[AS SUAS TAREFAS]
[a] Reescreva todo o trecho do texto sobre a Sociedade Civil africana, desde "Neste contexto, as" até "(Better Aid, 2011).", e troque "liberdade de associação" por "liberdade de reunião".
[b] No texto sobre a Sociedade Civil africana, que liberdades, direitos e deveres devem ser incluídos nos critérios sobre o ambiente favorável? Indique-os todos.
___ SECÇÃO DO DOCUMENTO
De acordo com a organização, os compromissos assumidos internacionalmente como a Declaração de Paris ou os Princípios das OSC sobre a Eficácia do Desenvolvimento não são suficientes para lidar com a “onda de legislação” contra a Sociedade Civil africana. Antes pelo contrário, têm tido um efeito perverso na relação dos Estados africanos com a Sociedade Civil no que toca à necessidade de alinhamento com as políticas governamentais:
“Ao concentrarem-se na Declaração de Paris, não prestando atenção à AAA, os doadores colocam, cada vez mais, as OSC na linha de fogo dos Governos, servindo de justificação para o controlo das OSC” (…) [Os Governos] interpretam o [princípio] de Alinhamento como uma obrigação de estar de acordo com a Agenda do Governo; a questão da Apropriação como Apropriação pelo Governo e o de Prestação de Contas Mútua como obrigação das ONG de prestarem toda a Informação aos Governos”.
(ACPPP, 2011: 6)

Todos os estudos[3] que serviram de base para a elaboração deste documento apontam para a existência de medidas cada vez mais sofisticadas para dificultar a movimentação da Sociedade Civil em muitos países africanos, mas algumas das medidas podem ser encontradas também em alguns membros da OCDE. Verificam-se obstáculos legais e administrativos (medidas de contra-terrorismo e de segurança, medidas no plano fiscal, entre outras), barreiras à entrada nos países, burocracia excessiva e exigências cada vez mais rigorosas à criação de organizações, quadros de participação na definição de políticas que são meramente formais, recurso a OSC como instrumentos das políticas oficiais. Em alguns países existem ainda outros obstáculos como a dissolução arbitrária de ONG, supervisão e controlo desproporcionados por parte do Estado, bem como a criação de ONG “governamentais” ou transformação no mesmo sentido de ONG já existentes.

Mais recentemente, em Setembro de 2011, a plataforma internacional da Sociedade Civil CIVICUS[4] lançou o relatório “Bridging the Gaps - Citizens organisations and dissociation” que analisa o Índice de Sociedade Civil no período de 2008 a 2011[5]. O documento vem reiterar a conclusão do estudo desenvolvido pela ACPPP, ao considerar que a Sociedade Civil está a sofrer um dos maiores momentos de crise e de mudança, nomeadamente pressões a nível político e económico. Dos 35 países analisados a nível mundial, o Índice da Sociedade Civil revela que quase metade das OSC analisadas (47%) encontra um ambiente legal muito limitado para o exercício das suas actividades e 21% das OSC relata que são alvo de restrições ou de ataques directos do governo central e local (CIVICUS, 2011).

Neste contexto, as OSC consideram indispensável um acordo mínimo em Busan no que se refere à definição de critérios sobre o ambiente favorável, que devem estar de acordo com normas internacionais de Direitos Humanos, incluindo a liberdade de associação, a liberdade de expressão, o direito de operar num ambiente sem interferências do Governo, o direito de comunicar e cooperar, o direito de procurar e assegurar fontes de financiamento diversificadas e o dever do Estado de proteger (Better Aid, 2011).
______
___ EXCERTOS DOS REGISTOS
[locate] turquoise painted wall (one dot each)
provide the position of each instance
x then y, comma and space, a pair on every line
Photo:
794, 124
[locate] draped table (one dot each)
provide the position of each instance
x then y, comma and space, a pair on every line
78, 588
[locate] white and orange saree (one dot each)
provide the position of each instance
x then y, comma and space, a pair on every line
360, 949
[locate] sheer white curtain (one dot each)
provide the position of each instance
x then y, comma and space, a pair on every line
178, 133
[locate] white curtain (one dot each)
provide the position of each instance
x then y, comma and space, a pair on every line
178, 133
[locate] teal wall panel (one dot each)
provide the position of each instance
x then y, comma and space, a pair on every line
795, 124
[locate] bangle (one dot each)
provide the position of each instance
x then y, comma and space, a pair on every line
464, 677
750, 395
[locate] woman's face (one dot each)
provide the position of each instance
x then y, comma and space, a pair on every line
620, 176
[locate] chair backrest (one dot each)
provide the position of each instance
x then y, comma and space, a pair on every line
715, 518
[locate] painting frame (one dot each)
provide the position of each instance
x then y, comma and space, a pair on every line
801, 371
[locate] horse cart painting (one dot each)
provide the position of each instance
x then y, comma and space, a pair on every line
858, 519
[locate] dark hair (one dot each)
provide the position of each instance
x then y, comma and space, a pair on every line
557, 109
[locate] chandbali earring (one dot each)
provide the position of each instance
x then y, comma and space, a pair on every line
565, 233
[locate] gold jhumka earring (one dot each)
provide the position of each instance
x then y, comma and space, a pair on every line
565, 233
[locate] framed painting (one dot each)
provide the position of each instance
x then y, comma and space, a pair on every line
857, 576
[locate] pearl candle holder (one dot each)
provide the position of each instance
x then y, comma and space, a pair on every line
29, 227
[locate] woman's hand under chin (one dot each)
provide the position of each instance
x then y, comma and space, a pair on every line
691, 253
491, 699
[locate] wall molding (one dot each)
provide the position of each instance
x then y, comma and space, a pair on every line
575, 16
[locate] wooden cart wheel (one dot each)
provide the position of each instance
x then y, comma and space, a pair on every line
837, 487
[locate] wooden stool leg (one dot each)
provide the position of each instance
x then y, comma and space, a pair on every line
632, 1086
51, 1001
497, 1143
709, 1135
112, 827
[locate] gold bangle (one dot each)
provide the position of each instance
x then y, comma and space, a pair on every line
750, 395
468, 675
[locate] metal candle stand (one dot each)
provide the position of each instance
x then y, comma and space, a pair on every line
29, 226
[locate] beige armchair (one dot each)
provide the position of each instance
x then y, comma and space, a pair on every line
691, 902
______
[RESULTADOS DAS TAREFAS]
[a]
Neste contexto, as OSC consideram indispensável um acordo mínimo em Busan no que se refere à definição de critérios sobre o ambiente favorável, que devem estar de acordo com normas internacionais de Direitos Humanos, incluindo a liberdade de reunião, a liberdade de expressão, o direito de operar num ambiente sem interferências do Governo, o direito de comunicar e cooperar, o direito de procurar e assegurar fontes de financiamento diversificadas e o dever do Estado de proteger (Better Aid, 2011).

[b]
- a liberdade de associação
- a liberdade de expressão
- o direito de operar num ambiente sem interferências do Governo
- o direito de comunicar e cooperar
- o direito de procurar e assegurar fontes de financiamento diversificadas
- o dever do Estado de proteger